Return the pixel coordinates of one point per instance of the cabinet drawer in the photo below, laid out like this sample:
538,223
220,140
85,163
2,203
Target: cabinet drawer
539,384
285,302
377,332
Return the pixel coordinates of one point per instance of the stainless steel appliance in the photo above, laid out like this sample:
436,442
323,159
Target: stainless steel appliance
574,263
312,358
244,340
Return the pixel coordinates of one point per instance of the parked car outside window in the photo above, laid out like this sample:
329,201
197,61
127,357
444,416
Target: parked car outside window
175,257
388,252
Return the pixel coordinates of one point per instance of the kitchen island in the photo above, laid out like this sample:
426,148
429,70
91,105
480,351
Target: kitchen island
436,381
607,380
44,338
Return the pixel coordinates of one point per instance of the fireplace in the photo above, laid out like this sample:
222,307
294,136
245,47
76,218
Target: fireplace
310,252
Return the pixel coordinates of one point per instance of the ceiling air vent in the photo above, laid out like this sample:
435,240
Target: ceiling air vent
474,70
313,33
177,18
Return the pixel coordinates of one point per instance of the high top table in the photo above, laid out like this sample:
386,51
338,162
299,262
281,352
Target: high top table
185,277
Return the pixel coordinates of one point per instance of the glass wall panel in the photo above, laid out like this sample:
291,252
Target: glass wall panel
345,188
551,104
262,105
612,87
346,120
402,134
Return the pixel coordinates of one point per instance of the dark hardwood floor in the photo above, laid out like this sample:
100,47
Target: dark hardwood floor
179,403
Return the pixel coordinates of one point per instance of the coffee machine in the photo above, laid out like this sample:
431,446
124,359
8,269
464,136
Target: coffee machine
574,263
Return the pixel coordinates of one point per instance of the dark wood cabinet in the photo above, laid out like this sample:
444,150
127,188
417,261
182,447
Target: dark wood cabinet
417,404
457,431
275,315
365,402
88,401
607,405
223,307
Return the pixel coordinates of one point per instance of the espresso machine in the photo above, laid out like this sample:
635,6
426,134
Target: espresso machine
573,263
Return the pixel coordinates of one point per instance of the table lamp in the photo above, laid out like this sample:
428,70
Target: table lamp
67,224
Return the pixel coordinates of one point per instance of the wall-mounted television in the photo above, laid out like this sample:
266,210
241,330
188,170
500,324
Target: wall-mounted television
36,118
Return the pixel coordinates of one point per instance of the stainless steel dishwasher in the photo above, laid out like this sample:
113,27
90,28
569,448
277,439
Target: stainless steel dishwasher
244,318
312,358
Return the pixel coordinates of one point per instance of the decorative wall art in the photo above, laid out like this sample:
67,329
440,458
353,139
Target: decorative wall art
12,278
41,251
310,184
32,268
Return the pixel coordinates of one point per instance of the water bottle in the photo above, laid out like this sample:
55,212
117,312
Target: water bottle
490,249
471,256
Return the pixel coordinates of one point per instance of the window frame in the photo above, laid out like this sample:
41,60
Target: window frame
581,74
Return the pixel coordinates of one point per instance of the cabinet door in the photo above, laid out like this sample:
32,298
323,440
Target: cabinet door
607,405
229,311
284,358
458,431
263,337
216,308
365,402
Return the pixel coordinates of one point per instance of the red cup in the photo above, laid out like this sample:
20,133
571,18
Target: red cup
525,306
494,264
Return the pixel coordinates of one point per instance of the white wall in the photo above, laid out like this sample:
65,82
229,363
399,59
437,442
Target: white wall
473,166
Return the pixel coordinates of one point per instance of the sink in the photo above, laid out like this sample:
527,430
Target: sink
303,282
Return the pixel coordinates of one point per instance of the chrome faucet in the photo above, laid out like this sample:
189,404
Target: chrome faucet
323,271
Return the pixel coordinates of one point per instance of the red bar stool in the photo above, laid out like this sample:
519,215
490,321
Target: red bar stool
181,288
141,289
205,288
____________________
**Given instruction:** Please extract exactly, and only, the lines from the line containing "of the espresso" through the last line of the records.

**Completed exercise:**
Return the pixel coordinates of one point per instance of the espresso machine in the photo above, laid out like this sample:
635,6
426,134
Target: espresso machine
573,263
Return the pixel coordinates of one point per instance of the table lamp in the photo above, laid out like this sample:
428,70
Target: table lamp
67,224
Return the pixel coordinates of one point per instance of the wall-mounted television in the photo above, laid out like this sample:
266,210
241,330
188,170
500,324
Target: wall-mounted television
36,118
Return the pixel coordinates of one point per instance of the stainless steel dishwasher in the photo above, laid out like this sample:
113,27
90,28
569,448
277,439
Target: stainless steel dishwasher
244,318
312,358
Return the pixel coordinates of one point per instance of the decorative wall art in the photo above, laid out like this sample:
67,329
440,458
353,139
Target: decorative wall art
12,278
41,251
310,184
32,268
Return the pixel coordinates of one point per instance of the water bottle in the photo above, laid out like this sample:
55,212
117,312
Target: water bottle
490,249
471,256
Return the pixel coordinates of one point per instance of the window frame in the photo above, laid out like this sample:
41,60
Target: window frame
581,74
Return the pixel coordinates of one point per instance of the cabinet door in the photo above, laid out like this sample:
32,298
323,440
Target: cabinet door
607,405
229,311
284,358
458,431
263,337
216,308
365,402
Return the pixel coordinates of one point per instance of the red cup in the photo above, laid out like this sample:
20,133
571,18
Target: red cup
525,306
494,264
Return the pixel coordinates of one point per instance of the white wall in the photo above, laid out like this sample:
65,82
229,363
399,59
437,442
Target: white wall
473,166
Return the pixel coordinates of one point per instance of the sink in the photo above, laid out like this sample:
527,430
Target: sink
303,282
Return the pixel coordinates of one point per instance of the chrome faucet in the photo above, laid out like this sample:
189,404
Target: chrome faucet
323,271
Return the pixel coordinates of one point per instance of the red bar stool in the photo above, laid out like this sample:
519,215
490,321
Target: red bar stool
181,288
141,289
205,288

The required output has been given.